(Referring expression pointing data)
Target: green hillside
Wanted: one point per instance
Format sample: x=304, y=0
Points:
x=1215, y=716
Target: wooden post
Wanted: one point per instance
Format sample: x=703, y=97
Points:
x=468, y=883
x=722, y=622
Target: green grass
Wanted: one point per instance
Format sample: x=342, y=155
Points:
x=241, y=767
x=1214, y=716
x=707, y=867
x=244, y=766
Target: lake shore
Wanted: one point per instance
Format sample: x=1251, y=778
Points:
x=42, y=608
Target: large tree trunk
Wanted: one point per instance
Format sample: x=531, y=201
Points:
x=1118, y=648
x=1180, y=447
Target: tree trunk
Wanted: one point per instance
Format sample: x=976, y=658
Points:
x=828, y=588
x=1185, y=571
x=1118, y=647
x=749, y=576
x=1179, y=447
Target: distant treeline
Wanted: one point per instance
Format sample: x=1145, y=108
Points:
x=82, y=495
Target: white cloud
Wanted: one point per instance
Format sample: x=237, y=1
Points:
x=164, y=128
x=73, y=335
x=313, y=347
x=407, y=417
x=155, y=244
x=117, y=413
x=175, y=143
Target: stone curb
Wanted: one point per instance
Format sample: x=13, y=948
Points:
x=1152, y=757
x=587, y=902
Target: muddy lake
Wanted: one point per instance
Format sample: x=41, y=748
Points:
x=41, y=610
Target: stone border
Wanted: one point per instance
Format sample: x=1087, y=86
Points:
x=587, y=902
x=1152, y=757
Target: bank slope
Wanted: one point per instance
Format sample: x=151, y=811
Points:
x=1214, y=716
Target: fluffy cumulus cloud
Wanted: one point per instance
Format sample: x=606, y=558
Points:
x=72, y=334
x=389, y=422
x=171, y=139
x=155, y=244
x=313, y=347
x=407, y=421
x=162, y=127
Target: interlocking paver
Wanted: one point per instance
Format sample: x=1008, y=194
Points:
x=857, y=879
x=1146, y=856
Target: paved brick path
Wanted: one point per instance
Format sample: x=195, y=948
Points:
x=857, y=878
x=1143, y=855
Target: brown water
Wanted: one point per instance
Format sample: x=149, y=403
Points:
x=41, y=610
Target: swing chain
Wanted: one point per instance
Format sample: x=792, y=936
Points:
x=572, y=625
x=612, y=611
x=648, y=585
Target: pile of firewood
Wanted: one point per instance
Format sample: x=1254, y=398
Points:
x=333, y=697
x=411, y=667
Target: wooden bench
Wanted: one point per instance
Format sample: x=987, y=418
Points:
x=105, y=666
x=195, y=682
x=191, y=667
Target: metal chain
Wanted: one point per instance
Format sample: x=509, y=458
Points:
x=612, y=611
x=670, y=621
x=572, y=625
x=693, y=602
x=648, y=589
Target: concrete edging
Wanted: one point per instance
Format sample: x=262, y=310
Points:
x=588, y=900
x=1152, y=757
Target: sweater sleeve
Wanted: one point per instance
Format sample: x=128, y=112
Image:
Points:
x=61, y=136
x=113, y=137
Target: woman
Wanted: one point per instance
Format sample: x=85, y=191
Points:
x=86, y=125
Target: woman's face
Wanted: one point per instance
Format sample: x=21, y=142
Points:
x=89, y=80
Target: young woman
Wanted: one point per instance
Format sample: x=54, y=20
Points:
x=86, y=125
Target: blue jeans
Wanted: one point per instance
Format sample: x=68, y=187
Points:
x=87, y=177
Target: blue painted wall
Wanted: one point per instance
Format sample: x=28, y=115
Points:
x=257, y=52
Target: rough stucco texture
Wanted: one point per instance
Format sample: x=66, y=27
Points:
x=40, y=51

▶ **TASK BRIEF**: Reproduce each entry above. Every word must match.

▶ **OUTPUT OF THE EXERCISE**:
Target: green hillside
Wanted: one point per instance
Format sample: x=304, y=0
Points:
x=1215, y=716
Target: wooden post
Wanted: one point per instance
Format sample: x=703, y=97
Points:
x=468, y=883
x=722, y=622
Target: green grass
Wanted: one point per instance
Format sample: x=342, y=155
Points:
x=241, y=767
x=1214, y=716
x=707, y=867
x=244, y=766
Target: lake shore
Wanted: one point per instance
Format sample: x=1251, y=778
Points:
x=42, y=608
Target: large tree trunk
Wanted: one point per instance
Format sample: x=531, y=201
Points:
x=1118, y=648
x=1180, y=447
Target: tree trunk
Wanted: one point per instance
Format sample: x=976, y=658
Points:
x=828, y=588
x=1185, y=571
x=1118, y=647
x=749, y=576
x=1179, y=447
Target: distant treeline
Wanted: one point per instance
Format sample: x=1145, y=108
Points:
x=82, y=495
Target: white cloud
Wanted: one point per instance
Format sample: x=237, y=1
Points:
x=164, y=128
x=73, y=335
x=313, y=347
x=407, y=417
x=155, y=244
x=117, y=413
x=175, y=143
Target: stone curb
Wanted: one point per instance
Format sample: x=13, y=948
Points:
x=1152, y=757
x=587, y=902
Target: muddy lake
Wanted: one point per instance
Format sample: x=41, y=748
Points:
x=41, y=610
Target: stone border
Wanted: one point per instance
Format sample: x=1087, y=86
Points:
x=587, y=902
x=1152, y=757
Target: bank slope
Wanted: one point per instance
Format sample: x=151, y=811
Points:
x=1214, y=716
Target: fluffy cumulus cloud
Wanted: one point per instance
Format sample: x=606, y=558
Points:
x=72, y=334
x=389, y=422
x=171, y=139
x=155, y=244
x=313, y=347
x=407, y=421
x=162, y=127
Target: interlocking paver
Wanted: one point per instance
Format sample: x=1008, y=194
Points:
x=857, y=879
x=1146, y=856
Target: paved brick path
Wanted: one point per instance
Format sample: x=195, y=948
Points:
x=857, y=878
x=1143, y=855
Target: brown water
Wanted: one point per instance
Format sample: x=149, y=403
Points:
x=41, y=610
Target: swing chain
Wanted: one point per instance
Format sample: x=792, y=936
Points:
x=572, y=625
x=612, y=611
x=648, y=585
Target: pile of firewood
Wanted: one point per instance
Format sample: x=1254, y=398
Points:
x=333, y=697
x=411, y=667
Target: wooden bench
Wanted: one point per instance
Format sample: x=987, y=418
Points:
x=105, y=666
x=195, y=682
x=191, y=667
Target: metal chain
Wanted: one point per instance
Format sample: x=509, y=458
Points:
x=612, y=611
x=670, y=621
x=572, y=625
x=693, y=602
x=648, y=589
Target: concrete edging
Wanted: one point per instance
Format sample: x=262, y=310
Points:
x=588, y=900
x=1152, y=757
Target: sweater sleeve
Wanted: one point per instance
Format sample: x=128, y=112
Image:
Points:
x=61, y=136
x=113, y=137
Target: woman
Wanted: one point per instance
Format sample: x=85, y=191
Points:
x=86, y=125
Target: woman's face
Wanted: one point per instance
Format sample: x=21, y=142
Points:
x=89, y=80
Target: young woman
Wanted: one point per instance
Format sample: x=54, y=20
Points:
x=86, y=125
Target: blue jeans
Wanted: one point per instance
Format sample: x=68, y=187
Points:
x=87, y=177
Target: blue painted wall
Wanted: one point per instance
Format sample: x=28, y=115
Points:
x=257, y=52
Target: rough stucco texture
Wanted: one point per instance
Format sample: x=66, y=27
Points:
x=40, y=51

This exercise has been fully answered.